*** Data listing ***
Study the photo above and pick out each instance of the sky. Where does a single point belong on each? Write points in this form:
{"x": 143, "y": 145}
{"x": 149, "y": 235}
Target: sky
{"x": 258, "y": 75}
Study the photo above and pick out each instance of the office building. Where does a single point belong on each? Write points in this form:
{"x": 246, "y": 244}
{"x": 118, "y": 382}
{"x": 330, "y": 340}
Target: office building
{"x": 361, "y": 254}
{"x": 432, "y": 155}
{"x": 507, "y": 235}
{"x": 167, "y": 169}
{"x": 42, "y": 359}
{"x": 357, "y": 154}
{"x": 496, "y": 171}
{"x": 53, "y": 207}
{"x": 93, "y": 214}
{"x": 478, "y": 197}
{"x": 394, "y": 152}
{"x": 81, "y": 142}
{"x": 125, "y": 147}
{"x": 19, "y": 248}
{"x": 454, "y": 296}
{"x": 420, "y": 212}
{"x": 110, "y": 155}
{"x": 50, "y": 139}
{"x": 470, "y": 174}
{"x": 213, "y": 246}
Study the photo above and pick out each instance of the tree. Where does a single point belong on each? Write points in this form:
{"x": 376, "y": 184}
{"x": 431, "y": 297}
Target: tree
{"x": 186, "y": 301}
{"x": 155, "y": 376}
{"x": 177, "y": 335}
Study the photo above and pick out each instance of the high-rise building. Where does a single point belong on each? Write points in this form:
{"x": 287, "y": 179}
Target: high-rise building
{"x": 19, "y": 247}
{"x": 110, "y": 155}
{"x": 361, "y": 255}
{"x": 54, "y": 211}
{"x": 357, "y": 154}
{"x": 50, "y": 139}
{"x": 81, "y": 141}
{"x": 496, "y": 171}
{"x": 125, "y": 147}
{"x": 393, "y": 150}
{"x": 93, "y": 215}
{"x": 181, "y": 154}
***
* _Problem_
Lay out every line of the listing above as a numbered list, leaving out any blank lines.

* _Reply to the exercise_
1. Study the photo above and pick out each instance of the sky. Where does a single point belong on each? Write points in this form:
2. {"x": 143, "y": 145}
3. {"x": 149, "y": 235}
4. Target: sky
5. {"x": 258, "y": 75}
6. Study the photo above and pick out each instance of the office building. Where does a single point belong on each? Write points in this form:
7. {"x": 246, "y": 244}
8. {"x": 118, "y": 382}
9. {"x": 330, "y": 340}
10. Target: office building
11. {"x": 361, "y": 254}
12. {"x": 432, "y": 155}
13. {"x": 507, "y": 235}
14. {"x": 167, "y": 169}
15. {"x": 42, "y": 359}
16. {"x": 357, "y": 154}
17. {"x": 496, "y": 171}
18. {"x": 53, "y": 207}
19. {"x": 93, "y": 214}
20. {"x": 478, "y": 197}
21. {"x": 394, "y": 152}
22. {"x": 81, "y": 142}
23. {"x": 125, "y": 147}
24. {"x": 19, "y": 248}
25. {"x": 454, "y": 296}
26. {"x": 420, "y": 212}
27. {"x": 110, "y": 155}
28. {"x": 50, "y": 139}
29. {"x": 470, "y": 174}
30. {"x": 213, "y": 246}
31. Study the photo above and pick out each instance of the tree. Where does a single point belong on each? Write points in this form:
32. {"x": 376, "y": 184}
33. {"x": 431, "y": 297}
34. Target: tree
35. {"x": 186, "y": 301}
36. {"x": 155, "y": 376}
37. {"x": 177, "y": 335}
38. Study the photo above and pick out each instance of the high-rise building. Where does a single point belong on each? Write points in this form:
39. {"x": 287, "y": 179}
40. Target: high-rise building
41. {"x": 19, "y": 247}
42. {"x": 110, "y": 155}
43. {"x": 361, "y": 255}
44. {"x": 54, "y": 211}
45. {"x": 357, "y": 154}
46. {"x": 50, "y": 139}
47. {"x": 81, "y": 141}
48. {"x": 496, "y": 171}
49. {"x": 125, "y": 147}
50. {"x": 393, "y": 150}
51. {"x": 93, "y": 215}
52. {"x": 181, "y": 154}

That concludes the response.